Exercise details:
Arrange the lines of the records from the line containing "Task: locate the toilet lid, a" through the end of the records, both ends included, as a JSON list of strings with one string per line and blank lines left out.

BEGIN Data provided

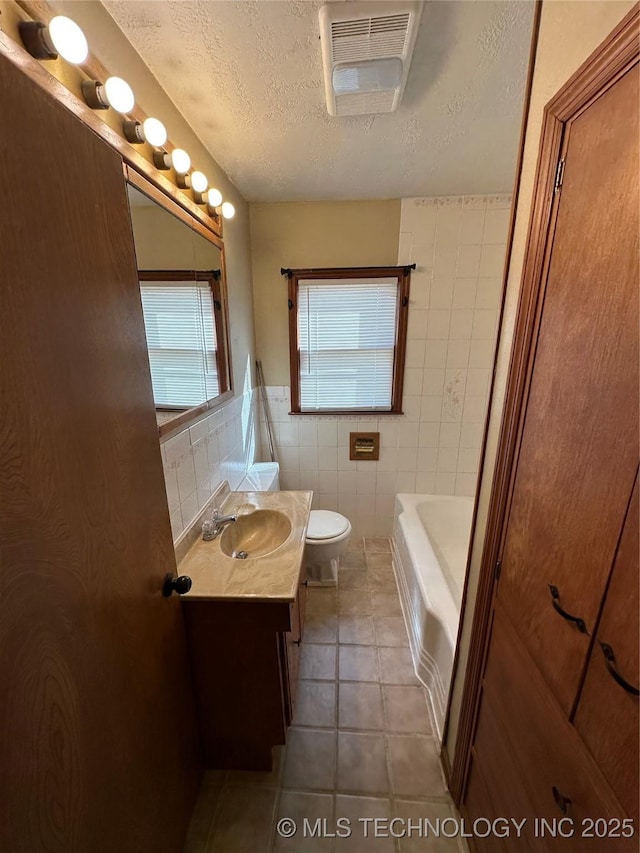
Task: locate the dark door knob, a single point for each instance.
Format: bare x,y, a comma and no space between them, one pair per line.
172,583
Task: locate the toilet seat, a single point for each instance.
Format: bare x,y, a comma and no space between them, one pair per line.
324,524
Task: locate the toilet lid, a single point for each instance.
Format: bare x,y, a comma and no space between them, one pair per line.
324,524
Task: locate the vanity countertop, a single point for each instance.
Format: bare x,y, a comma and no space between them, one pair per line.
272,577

END Data provided

Answer for this exercise:
[
  "Task: locate the toilet lid, a single point for each instance.",
  "Format: bare x,y, a comma and no space between them, one pair per line.",
  "324,524",
  "Task: locate the vanity countertop, a single point for each instance.",
  "Format: bare x,y, a comma and no space between them, one pair per line.",
  "272,577"
]